• GOAL:
List every line in the dataset rows below that contains the word "hand", copying each such line in full.

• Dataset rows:
....................

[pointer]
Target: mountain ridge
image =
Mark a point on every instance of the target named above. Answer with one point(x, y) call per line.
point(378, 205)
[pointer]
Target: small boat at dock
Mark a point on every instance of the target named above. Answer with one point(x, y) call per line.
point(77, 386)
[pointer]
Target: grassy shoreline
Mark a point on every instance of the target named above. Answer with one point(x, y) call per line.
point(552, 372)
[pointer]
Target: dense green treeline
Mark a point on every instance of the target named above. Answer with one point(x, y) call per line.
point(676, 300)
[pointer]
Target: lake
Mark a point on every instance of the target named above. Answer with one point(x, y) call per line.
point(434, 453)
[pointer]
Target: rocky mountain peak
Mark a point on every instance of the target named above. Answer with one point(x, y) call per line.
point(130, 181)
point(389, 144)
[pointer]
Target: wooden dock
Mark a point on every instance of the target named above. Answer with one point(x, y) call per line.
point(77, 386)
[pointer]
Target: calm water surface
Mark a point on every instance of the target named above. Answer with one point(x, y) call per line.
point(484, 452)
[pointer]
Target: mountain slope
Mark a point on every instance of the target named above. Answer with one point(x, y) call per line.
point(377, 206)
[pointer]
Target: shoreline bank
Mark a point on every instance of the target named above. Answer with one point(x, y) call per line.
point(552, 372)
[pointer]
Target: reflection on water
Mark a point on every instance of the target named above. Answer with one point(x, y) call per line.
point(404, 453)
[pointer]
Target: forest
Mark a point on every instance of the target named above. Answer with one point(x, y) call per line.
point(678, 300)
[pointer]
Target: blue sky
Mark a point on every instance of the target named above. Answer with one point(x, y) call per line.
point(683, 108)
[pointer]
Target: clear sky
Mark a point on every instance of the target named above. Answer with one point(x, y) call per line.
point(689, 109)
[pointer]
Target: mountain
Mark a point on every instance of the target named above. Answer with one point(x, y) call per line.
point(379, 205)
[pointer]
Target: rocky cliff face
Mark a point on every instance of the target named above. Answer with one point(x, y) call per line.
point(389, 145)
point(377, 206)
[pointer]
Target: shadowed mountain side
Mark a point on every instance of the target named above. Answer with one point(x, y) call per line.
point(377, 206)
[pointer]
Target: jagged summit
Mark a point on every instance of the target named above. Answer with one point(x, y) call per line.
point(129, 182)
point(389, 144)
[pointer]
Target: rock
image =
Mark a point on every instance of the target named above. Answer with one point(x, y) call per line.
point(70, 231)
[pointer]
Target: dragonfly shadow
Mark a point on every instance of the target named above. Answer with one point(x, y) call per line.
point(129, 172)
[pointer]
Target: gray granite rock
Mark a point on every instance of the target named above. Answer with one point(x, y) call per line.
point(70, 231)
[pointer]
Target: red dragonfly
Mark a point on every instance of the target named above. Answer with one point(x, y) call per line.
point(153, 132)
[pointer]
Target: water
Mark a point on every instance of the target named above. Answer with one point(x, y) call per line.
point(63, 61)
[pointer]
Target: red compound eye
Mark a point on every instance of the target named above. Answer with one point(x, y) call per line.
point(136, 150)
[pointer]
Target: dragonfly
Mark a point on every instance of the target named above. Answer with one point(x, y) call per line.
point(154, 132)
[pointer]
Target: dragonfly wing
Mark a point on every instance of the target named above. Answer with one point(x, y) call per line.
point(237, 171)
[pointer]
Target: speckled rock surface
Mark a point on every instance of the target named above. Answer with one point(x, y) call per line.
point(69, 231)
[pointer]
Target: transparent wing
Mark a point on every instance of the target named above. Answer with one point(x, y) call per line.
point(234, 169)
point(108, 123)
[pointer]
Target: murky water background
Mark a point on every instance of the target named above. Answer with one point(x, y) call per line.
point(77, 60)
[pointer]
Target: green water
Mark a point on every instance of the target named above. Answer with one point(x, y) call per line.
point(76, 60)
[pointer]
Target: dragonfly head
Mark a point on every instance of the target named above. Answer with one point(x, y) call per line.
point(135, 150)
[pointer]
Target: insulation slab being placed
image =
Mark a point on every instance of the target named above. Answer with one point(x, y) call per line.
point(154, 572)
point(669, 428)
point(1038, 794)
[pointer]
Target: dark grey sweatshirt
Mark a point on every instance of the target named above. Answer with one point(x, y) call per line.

....................

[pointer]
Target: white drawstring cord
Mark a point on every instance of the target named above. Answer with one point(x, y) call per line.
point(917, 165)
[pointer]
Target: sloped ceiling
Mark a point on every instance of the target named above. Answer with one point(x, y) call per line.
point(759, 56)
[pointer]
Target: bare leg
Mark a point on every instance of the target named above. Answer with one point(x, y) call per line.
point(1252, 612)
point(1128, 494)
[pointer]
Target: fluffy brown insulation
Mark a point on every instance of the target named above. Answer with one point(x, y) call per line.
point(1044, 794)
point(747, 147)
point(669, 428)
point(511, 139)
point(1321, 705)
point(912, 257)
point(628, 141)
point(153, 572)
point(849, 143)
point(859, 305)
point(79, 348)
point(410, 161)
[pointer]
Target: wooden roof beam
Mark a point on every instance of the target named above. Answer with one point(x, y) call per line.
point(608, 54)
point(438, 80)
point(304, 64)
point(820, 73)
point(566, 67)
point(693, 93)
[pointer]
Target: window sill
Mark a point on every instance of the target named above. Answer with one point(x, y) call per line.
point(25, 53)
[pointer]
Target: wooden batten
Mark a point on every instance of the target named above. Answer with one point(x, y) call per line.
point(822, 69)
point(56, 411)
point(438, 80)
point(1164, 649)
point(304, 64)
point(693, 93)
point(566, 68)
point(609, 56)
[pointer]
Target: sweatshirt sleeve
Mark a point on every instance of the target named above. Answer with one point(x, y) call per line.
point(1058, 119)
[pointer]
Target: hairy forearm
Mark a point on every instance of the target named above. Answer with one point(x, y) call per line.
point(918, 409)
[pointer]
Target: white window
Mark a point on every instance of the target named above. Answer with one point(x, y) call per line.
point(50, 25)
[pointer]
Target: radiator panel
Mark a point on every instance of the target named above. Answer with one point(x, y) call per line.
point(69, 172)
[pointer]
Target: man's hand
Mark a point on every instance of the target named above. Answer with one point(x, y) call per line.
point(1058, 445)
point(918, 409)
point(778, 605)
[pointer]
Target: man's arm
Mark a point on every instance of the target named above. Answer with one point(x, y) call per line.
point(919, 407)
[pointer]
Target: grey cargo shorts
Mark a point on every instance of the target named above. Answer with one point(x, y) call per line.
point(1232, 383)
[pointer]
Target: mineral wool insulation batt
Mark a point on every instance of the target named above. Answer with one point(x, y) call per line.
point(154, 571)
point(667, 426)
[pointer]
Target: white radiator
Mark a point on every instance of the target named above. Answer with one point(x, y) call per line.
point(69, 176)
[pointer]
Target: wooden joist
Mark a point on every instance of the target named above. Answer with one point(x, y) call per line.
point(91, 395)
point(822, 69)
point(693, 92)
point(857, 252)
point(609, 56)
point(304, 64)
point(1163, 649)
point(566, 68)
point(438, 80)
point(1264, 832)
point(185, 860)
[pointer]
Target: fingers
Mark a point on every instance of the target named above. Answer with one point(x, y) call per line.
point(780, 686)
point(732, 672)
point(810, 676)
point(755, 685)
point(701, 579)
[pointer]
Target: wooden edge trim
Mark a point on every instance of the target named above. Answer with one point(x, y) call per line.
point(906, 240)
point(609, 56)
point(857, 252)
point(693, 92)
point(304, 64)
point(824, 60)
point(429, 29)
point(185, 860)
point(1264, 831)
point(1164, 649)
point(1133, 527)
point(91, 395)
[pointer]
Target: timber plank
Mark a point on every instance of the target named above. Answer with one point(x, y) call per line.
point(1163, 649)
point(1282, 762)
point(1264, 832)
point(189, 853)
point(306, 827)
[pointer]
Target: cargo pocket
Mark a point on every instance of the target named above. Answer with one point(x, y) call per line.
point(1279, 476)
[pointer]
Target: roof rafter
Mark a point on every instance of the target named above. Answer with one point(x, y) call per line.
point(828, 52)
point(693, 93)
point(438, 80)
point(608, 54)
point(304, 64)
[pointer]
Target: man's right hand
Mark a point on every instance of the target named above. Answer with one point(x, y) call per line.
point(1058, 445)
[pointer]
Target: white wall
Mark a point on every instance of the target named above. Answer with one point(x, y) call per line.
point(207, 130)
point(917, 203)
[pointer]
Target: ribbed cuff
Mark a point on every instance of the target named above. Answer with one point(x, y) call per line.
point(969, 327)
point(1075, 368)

....................

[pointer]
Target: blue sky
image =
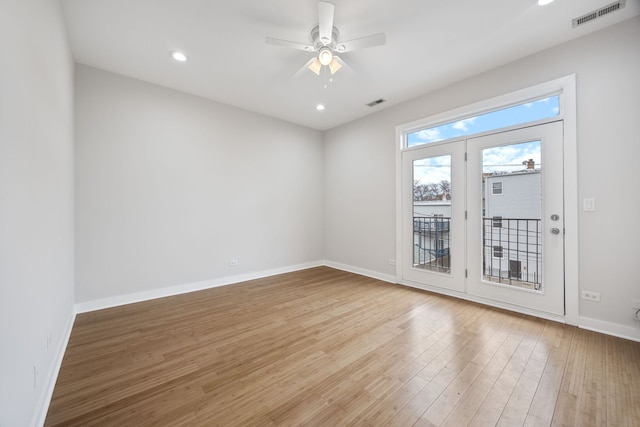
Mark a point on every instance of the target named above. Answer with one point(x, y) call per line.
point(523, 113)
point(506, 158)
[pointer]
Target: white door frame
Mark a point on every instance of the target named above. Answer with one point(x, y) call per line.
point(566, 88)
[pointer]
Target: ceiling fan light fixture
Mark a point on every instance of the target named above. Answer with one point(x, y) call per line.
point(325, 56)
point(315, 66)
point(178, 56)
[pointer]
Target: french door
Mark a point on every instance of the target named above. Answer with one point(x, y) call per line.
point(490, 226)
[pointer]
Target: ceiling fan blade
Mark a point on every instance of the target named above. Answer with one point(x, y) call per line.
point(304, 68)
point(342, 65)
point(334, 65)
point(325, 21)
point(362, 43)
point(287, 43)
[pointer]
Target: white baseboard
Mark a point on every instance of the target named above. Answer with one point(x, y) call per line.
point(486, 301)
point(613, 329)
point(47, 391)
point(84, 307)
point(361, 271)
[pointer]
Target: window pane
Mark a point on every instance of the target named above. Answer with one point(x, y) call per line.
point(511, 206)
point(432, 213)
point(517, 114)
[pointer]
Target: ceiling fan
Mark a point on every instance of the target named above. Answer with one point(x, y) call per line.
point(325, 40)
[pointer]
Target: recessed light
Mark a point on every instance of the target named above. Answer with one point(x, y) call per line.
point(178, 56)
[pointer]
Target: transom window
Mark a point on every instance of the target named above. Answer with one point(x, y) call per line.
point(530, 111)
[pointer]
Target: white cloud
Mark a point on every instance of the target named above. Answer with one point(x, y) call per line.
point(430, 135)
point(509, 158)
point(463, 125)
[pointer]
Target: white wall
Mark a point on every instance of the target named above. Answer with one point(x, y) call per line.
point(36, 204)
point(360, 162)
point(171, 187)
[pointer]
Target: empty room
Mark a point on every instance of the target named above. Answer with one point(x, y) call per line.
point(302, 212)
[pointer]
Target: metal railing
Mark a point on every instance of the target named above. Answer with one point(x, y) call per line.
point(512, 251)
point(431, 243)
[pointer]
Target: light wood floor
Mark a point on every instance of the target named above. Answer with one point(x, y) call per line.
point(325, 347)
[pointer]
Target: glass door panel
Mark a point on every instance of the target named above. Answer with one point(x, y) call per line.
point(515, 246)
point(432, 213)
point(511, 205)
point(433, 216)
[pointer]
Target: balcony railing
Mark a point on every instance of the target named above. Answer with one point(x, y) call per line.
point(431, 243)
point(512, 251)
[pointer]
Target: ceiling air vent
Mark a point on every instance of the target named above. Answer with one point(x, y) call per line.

....................

• EXERCISE RESULT:
Target: man's hand
Target: man's right hand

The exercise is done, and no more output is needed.